> To do: The lines to copy are those in the records below that hold the word "instance".

> Provided entries:
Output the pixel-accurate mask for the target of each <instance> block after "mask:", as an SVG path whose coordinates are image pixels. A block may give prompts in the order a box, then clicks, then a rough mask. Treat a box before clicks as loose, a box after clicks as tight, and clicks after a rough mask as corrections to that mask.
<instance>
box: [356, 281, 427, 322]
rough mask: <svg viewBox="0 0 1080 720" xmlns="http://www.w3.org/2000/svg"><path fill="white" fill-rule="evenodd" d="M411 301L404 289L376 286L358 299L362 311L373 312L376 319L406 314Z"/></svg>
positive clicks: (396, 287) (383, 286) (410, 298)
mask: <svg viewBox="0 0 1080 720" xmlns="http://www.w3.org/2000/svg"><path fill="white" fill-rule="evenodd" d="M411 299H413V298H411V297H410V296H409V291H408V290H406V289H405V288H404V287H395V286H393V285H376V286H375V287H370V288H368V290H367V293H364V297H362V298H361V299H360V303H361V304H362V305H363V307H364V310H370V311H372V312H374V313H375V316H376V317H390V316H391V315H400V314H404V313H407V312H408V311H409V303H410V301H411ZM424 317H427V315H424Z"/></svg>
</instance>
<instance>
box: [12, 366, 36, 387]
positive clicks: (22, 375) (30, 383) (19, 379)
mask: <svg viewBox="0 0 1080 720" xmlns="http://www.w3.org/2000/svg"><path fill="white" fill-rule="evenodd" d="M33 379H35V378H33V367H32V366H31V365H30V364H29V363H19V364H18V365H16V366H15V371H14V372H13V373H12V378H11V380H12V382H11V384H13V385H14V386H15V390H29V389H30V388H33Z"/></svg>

> Answer to this task:
Output the pixel-accurate mask for the target of each <instance> block after "mask:", as an SVG path whose coordinates are image pixels. A block may give prompts in the order a box, then clicks, then a rough mask. Treat a box before clicks as loose, a box after clicks as tight, and clicks after a rough mask as corrections to that mask.
<instance>
</instance>
<instance>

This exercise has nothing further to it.